§ **DOCUMENT**
☆ ☆ ☆ ☆ ☆
Hi all, my dad contacted me the other day to tell me he now has a few weeks maybe months left. He has dipped in and out of my life when it suits him over the last 20 odd years since my parents split, I have always craved him being there and for him to be a part of mine and his grand children's life but it's never happened he would be there for a while I'd open my heart back up then he'd go again for months to years and break my heart again, so now he's dying he all of a sudden needs me again, so I can sort everything out, I'm just so angry I really don't know how to feel x
Hi Bec welcome to the forum and that sounds like a really difficult situation for you. You are the only person who can decide what to do here and no one is going to judge you here, that's for sure, you need to do whats is best for you in the long run.
☆ ☆ ☆ ☆ ☆
§ **DATASET CONTENT**
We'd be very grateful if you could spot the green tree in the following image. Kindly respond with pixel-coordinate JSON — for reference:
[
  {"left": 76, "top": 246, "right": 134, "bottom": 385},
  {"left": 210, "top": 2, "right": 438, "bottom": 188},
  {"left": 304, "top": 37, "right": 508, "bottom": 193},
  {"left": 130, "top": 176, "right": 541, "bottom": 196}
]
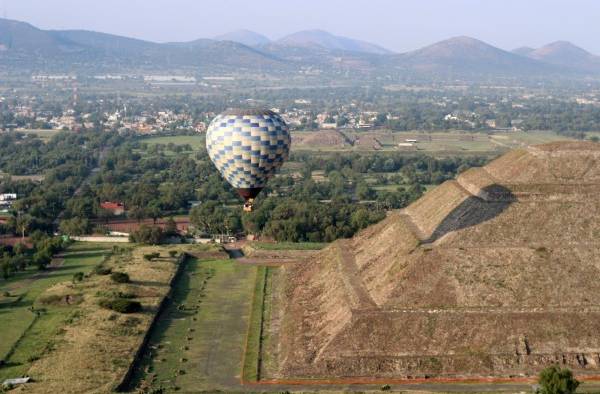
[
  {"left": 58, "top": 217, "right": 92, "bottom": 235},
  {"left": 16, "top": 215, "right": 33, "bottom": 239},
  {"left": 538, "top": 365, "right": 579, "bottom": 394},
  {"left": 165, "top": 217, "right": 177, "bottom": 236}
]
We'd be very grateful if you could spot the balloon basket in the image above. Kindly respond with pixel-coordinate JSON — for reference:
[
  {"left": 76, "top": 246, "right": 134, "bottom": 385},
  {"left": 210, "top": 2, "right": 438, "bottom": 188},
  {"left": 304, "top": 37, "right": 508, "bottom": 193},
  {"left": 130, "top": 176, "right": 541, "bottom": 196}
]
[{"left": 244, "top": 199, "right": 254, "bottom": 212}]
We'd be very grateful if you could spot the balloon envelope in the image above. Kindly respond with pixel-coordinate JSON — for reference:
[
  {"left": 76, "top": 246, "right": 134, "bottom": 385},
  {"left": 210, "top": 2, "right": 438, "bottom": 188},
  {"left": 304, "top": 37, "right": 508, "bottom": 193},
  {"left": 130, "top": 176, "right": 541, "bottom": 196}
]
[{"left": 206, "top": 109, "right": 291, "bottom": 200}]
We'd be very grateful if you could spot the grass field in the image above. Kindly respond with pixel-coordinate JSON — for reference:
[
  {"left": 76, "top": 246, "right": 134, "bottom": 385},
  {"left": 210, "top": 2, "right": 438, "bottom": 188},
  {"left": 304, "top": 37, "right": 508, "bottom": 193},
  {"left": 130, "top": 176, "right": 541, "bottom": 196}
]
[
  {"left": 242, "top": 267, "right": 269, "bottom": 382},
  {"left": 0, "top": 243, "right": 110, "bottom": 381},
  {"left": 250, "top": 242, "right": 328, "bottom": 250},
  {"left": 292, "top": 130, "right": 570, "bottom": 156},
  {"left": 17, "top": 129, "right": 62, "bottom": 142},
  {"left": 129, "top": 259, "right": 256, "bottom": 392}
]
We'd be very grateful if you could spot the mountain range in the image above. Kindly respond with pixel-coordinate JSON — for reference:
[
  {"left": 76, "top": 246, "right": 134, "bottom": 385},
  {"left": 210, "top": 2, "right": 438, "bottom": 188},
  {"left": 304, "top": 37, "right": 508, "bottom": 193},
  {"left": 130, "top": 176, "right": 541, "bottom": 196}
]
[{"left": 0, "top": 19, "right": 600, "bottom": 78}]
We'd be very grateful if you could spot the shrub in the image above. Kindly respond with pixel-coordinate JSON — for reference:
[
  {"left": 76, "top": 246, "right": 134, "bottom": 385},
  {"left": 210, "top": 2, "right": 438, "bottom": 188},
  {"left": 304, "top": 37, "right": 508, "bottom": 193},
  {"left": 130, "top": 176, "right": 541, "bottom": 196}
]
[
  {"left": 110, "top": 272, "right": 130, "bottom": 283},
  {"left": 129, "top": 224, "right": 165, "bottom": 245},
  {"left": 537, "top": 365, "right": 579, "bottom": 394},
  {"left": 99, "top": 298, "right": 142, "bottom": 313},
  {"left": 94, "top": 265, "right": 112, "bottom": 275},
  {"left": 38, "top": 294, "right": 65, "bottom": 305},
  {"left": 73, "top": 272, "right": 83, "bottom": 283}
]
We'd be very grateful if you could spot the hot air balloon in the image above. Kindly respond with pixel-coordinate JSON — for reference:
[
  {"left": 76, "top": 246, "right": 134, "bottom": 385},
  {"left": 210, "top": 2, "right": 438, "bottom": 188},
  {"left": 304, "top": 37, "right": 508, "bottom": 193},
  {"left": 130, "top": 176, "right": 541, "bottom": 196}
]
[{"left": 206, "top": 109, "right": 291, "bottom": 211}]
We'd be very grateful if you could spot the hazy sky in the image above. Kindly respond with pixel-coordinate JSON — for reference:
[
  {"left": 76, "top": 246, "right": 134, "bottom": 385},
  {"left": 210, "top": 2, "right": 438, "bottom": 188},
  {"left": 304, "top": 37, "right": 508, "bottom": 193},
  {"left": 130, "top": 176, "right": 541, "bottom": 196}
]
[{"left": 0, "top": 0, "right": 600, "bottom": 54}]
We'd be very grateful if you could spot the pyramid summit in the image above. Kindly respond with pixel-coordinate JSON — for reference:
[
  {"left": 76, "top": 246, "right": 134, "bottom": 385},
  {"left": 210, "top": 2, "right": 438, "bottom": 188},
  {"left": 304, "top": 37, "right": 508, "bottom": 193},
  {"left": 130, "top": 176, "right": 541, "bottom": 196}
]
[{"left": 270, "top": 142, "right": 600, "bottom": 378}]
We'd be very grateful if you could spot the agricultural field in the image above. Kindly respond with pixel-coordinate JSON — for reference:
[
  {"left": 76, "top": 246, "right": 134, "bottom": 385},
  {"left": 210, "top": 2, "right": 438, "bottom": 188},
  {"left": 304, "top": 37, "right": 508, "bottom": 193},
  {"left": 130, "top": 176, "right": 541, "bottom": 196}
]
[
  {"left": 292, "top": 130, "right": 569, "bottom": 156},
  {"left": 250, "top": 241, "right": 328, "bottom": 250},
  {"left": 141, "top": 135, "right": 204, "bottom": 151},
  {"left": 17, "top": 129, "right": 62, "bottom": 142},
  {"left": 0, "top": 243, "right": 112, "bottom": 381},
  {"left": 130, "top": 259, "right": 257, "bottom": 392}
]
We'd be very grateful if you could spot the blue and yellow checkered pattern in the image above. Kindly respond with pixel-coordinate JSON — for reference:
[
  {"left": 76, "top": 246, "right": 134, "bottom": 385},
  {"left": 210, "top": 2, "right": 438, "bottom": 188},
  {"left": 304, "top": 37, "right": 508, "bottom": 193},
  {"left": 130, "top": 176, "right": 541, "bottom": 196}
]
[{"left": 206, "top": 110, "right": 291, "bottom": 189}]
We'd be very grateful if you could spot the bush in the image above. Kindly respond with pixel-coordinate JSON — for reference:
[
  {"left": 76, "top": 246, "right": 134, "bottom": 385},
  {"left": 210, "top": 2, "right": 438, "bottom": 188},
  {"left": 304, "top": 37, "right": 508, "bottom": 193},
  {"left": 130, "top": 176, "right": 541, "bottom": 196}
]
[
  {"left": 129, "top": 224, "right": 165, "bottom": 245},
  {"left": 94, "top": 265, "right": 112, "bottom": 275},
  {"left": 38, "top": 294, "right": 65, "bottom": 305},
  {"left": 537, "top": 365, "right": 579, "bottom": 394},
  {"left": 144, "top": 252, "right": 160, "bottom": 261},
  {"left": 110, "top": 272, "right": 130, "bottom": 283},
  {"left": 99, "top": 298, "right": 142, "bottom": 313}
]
☆ ☆ ☆ ☆ ☆
§ **SHORT TASK**
Answer these questions about the forum thread, one per line, numbered to match:
1. How long does the father say he has left?
2. About how many years ago did the writer's parents split?
3. What name does the reply use to welcome the writer?
The material has no connection to the forum thread.

§ **SOLUTION**
1. A few weeks, maybe months.
2. 20 odd years.
3. Bec.